OBJECTIVE ▸ Quote the listing below in full and exactly as written, but omit every picture.

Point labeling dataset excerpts
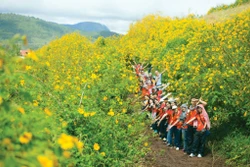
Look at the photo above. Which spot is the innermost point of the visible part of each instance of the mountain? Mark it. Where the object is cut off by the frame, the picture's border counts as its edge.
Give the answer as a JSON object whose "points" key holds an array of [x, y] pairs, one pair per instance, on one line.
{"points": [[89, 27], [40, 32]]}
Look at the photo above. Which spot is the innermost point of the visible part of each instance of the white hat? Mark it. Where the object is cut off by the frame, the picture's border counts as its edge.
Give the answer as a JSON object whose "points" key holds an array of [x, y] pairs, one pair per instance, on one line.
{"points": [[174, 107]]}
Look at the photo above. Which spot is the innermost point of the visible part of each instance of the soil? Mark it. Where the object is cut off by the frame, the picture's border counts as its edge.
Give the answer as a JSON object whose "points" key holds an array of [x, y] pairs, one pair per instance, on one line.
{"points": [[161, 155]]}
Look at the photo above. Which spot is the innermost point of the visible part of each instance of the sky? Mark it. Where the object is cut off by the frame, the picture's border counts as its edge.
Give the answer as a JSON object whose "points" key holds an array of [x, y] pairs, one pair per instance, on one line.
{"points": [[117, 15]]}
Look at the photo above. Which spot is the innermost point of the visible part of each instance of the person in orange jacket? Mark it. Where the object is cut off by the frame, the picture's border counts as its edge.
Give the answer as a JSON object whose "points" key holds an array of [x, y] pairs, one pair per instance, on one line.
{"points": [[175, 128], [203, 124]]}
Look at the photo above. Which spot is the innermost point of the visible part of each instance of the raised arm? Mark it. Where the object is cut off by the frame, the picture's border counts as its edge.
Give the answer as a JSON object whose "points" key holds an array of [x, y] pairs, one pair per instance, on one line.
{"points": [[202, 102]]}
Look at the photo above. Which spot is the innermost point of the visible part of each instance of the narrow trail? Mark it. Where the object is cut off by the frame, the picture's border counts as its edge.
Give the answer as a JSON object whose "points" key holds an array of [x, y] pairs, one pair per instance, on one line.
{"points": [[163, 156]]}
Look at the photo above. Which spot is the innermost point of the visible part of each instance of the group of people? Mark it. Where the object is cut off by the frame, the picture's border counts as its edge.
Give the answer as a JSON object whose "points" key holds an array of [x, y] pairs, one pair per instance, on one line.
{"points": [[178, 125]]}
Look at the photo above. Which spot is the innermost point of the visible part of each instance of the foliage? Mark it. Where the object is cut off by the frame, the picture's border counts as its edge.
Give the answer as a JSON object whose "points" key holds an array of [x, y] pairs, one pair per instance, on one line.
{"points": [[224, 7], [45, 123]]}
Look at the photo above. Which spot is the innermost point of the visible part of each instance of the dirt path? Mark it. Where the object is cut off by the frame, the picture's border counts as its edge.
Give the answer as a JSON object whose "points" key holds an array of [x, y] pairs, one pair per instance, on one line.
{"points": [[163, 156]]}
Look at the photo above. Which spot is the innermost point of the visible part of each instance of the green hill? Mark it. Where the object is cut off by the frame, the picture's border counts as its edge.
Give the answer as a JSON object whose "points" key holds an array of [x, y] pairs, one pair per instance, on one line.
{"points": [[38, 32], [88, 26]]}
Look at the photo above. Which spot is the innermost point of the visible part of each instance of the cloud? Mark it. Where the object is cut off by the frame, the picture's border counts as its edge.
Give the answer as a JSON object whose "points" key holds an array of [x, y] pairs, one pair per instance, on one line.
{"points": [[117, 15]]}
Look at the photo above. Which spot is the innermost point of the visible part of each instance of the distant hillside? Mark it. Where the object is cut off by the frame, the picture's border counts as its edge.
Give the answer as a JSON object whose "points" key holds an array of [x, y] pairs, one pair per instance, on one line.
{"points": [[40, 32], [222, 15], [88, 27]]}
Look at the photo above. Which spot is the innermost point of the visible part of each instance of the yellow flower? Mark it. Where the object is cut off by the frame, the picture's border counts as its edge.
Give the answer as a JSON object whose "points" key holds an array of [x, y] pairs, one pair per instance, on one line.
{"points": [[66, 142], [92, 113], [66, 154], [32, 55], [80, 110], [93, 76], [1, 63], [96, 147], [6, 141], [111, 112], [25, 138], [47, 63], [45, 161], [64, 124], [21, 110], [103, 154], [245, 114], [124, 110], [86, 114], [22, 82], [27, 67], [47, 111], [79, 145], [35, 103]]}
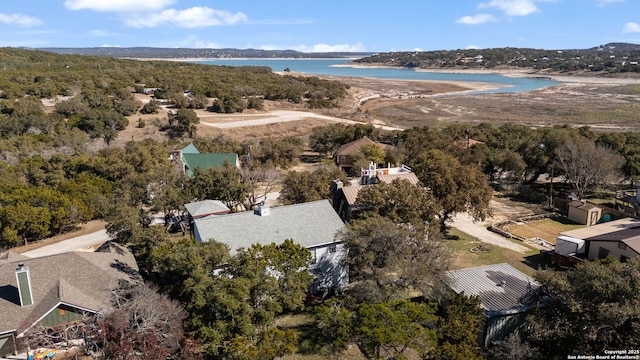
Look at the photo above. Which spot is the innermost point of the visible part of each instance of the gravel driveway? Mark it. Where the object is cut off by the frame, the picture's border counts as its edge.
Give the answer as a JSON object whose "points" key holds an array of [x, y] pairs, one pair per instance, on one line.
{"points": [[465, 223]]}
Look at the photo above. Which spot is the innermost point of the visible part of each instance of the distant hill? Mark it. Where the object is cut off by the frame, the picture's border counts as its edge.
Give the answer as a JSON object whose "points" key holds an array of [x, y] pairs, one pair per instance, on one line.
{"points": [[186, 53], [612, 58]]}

OUTPUT FOR THIS TASK ▸
Look at the photo above. Which spot is the innermost point of the visible part of each instance of the mountain? Mark it. Where the object is cut off by the frame, the picture's border counts as its edge.
Give the answer as a JSON object whose "points" key holds an array of [x, y] pairs, one pair per instance, on one line.
{"points": [[89, 27], [40, 32]]}
Look at the photo above. Which spot is the innermost point of the visible part of each instance of the white hat? Mark it. Where the object is cut off by the frame, the picture's border counts as its edge.
Give the answer as a JSON object whose "points" key holds an array of [x, y] pairs, one pair per instance, on one line.
{"points": [[174, 107]]}
Look at the photo above. Which spot is the innermost point of the visible part of each instance of the soil? Mark it. Where the object is cut off by the frame, the picture's border counts as its edge.
Give the answer as a JSON object whose "points" key holds an array of [x, y] pairs, one pair per instance, on one line.
{"points": [[161, 155]]}
Look at the photo above. Which spot is the innermost point of the visible part of each instance of the sky? Mark it. Where the object is cut off by the frame, the picture's border counts as its edge.
Give the answer as a JSON object whose "points" key holds an array of [x, y] pairs, one pair per instance, on one line.
{"points": [[117, 15]]}
Look at the photo above. Which spot is the innermost point of the visible part of each instance of the person in orange jacket? Mark it. Where the object is cut off by the frame, the picture's border counts as its edge.
Give the answer as a JSON object whose "points" key holds an array of [x, y] pairs, one pair per instance, on one line.
{"points": [[175, 128], [203, 124]]}
Look at the photo above. Which spot is the innermost point of the visible part of each instance of the raised arm? Mark it. Where the object is cut off by the frame, the picture's border counts as its edge.
Give the answer as a JSON object whose "points" key holds an array of [x, y] pairs, one pair per instance, on one line.
{"points": [[202, 102]]}
Look at the photo above. Which spot is the innermost point of the visible part of each instance of the narrow trail? Mark it. Where the object is cut off by the frame, the picture's border counts as its edge.
Give the answer as a JSON object whose "points" key holds an array of [x, y] pairs, one pair per instance, on one line.
{"points": [[163, 156]]}
Look at the photo above. Which spot is the innermost point of the visible part of each instance of the group of people? Mark it. Where the object is cut off by the frame, the picture's border counts as its edge.
Give the answer as a JSON object whose "points" key holds an array of [x, y] pairs, one pair per instance, on one line.
{"points": [[178, 125]]}
Look at the photo above. Which spot is the innermost point of the visible part of each instance of the foliage? Mark it. Where the object is cut off by the frame, the picture's border counts as its edge.
Give the answer as a JSON object whose "points" key holds an array of [x, y] pairs, one pair per instance, on one line.
{"points": [[224, 7], [45, 123]]}
Look at the photo above. Which spot is the innermost point of the visible part of each instance of the dirt path? Mark it. Where the object is cut off by the frame, the picture's border counts as its edge.
Give the answer as a JSON object whose "points" key holds an array of [x, y] pairs, one pair per instance, on one line.
{"points": [[163, 156]]}
Look at the photo above. Which spot is the innermost point of the visible part of each instance of the green hill? Mark it. Where the object is cut off by the frame, the picture's border counts as its edge.
Give the answer as a JSON object whose "points" key holds an array of [x, y] pairs, one pair per instance, on one line.
{"points": [[38, 32], [88, 26]]}
Look at the photo above. Which spot is the innermost point of the visible part of each instance of the cloud? Mark it. Where the object is cut off by the frame, the picture's border counts as its edge.
Give the answer as a JSON object whose "points" key holds an array of [x, y] pairs, one pair per instance, on one line.
{"points": [[117, 15]]}
Look at the photo above. Which spot is the innermost point of the visible part of each instance of the distant hillside? Mark it. Where the object is cut off by the frame, the picture's border counts as its edge.
Give the answer as a JSON object whose "points" key holds an array of [x, y] pairs, one pair per instance, on one line.
{"points": [[40, 32], [222, 15], [88, 27]]}
Look at the photo above. Which spot is the innermost point of the visible part of each instance of the yellow flower? Mark it. Where the object is cut off by the frame, the picture's border counts as its edge.
Give the answer as a JSON object whose "points" key holds an array of [x, y] pairs, one pair per instance, on one line.
{"points": [[66, 142], [92, 113], [66, 154], [32, 55], [80, 110], [93, 76], [1, 63], [96, 147], [6, 141], [111, 112], [25, 138], [47, 63], [45, 161], [64, 124], [21, 110], [103, 154], [245, 114], [124, 110], [86, 114], [22, 82], [27, 67], [47, 111], [79, 145], [35, 103]]}
Look at the photo above. Which spot is the innermost point of the visible part of each instance of the gravel driveway? Mark it. Where the object is cut off by the frame, the picture's border counts as its edge.
Give the answer as a JSON object whose "points" key holds an array of [x, y] pairs, one pair per instance, on one line.
{"points": [[465, 223]]}
Look at the photo above. Which spot is the innermost point of the visible part of each instance of the distant hill? Mark it. Where the object is cut off by the frame, the picture's border counts as its edge.
Give the answer as a JSON object whose "points" key holds an array of [x, y] pairs, one pair per instance, on one line.
{"points": [[186, 53], [612, 58]]}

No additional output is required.